---------- Input data

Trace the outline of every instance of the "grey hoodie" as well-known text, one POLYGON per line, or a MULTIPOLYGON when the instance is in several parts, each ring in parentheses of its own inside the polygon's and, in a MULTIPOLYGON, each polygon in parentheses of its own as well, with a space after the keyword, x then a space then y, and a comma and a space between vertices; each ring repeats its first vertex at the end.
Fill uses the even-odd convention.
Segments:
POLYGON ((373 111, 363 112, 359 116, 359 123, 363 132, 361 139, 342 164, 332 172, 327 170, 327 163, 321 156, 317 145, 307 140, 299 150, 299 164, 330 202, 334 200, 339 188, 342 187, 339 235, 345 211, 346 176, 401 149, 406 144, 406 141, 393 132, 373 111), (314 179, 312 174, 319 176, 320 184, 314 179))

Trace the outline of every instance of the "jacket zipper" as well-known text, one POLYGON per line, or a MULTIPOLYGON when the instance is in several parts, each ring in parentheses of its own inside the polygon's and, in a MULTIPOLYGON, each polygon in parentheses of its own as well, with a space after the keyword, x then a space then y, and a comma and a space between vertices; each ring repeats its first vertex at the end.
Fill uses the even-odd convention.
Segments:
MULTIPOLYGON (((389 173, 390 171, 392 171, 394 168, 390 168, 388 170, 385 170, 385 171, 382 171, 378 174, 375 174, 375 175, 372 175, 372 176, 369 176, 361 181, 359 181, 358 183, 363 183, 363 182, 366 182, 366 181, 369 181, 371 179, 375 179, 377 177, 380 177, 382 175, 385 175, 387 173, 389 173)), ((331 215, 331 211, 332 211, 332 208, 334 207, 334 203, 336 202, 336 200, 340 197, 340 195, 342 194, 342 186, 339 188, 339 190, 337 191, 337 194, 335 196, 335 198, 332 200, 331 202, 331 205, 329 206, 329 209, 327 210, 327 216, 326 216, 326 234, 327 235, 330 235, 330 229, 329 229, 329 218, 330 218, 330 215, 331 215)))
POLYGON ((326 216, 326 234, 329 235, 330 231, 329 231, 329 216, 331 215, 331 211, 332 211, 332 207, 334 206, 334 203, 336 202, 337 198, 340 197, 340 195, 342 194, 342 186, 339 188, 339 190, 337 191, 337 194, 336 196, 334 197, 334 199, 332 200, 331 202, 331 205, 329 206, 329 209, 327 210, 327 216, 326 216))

--------------------

# The problem
The full set of records above is to be printed exactly as it appears.

# Exercise result
Trace the outline of every instance of the "grey hoodie" as well-known text, one POLYGON per line, or a MULTIPOLYGON when the instance is in several parts, each ring in parentheses of its own inside the polygon's and, in a MULTIPOLYGON, each polygon in parentheses of its own as well, with a space after the keyword, x then a space then y, and a comma and a space between vertices; each ring repeats its first vertex at the end.
Fill uses the even-odd convention.
Segments:
POLYGON ((373 111, 363 112, 359 116, 359 123, 363 132, 361 139, 342 164, 332 172, 327 170, 327 163, 321 156, 317 145, 307 140, 299 150, 299 164, 330 202, 334 200, 339 188, 342 187, 339 235, 345 211, 346 176, 401 149, 406 144, 406 141, 393 132, 373 111), (314 179, 312 174, 319 176, 320 184, 314 179))

Trace the outline of every instance of the "jacket zipper" as well-known text, one POLYGON per line, or a MULTIPOLYGON when the instance is in several parts, each ring in parentheses of its own inside the polygon's and, in a MULTIPOLYGON, each polygon in parentheses of its own as well, with a space after the keyword, x then a space then y, and a comma and a space between vertices; each ring repeats its first vertex at the end.
Fill uses the even-odd convention.
Segments:
MULTIPOLYGON (((389 173, 390 171, 392 171, 394 168, 390 168, 388 170, 385 170, 385 171, 382 171, 378 174, 375 174, 375 175, 372 175, 372 176, 369 176, 361 181, 359 181, 358 183, 363 183, 363 182, 366 182, 366 181, 369 181, 371 179, 375 179, 377 177, 380 177, 382 175, 385 175, 387 173, 389 173)), ((331 215, 331 211, 332 211, 332 208, 334 207, 334 203, 336 202, 336 200, 340 197, 340 195, 342 194, 342 186, 339 188, 339 190, 337 191, 337 194, 335 196, 335 198, 332 200, 331 202, 331 205, 329 206, 329 209, 327 210, 327 216, 326 216, 326 234, 327 235, 330 235, 330 229, 329 229, 329 218, 330 218, 330 215, 331 215)))
POLYGON ((326 216, 326 234, 329 235, 330 231, 329 231, 329 216, 331 215, 331 211, 332 211, 332 207, 334 206, 334 203, 336 202, 337 198, 340 197, 340 195, 342 194, 342 186, 339 188, 339 190, 337 191, 337 194, 336 196, 334 197, 334 199, 332 200, 331 202, 331 205, 329 206, 329 209, 327 210, 327 216, 326 216))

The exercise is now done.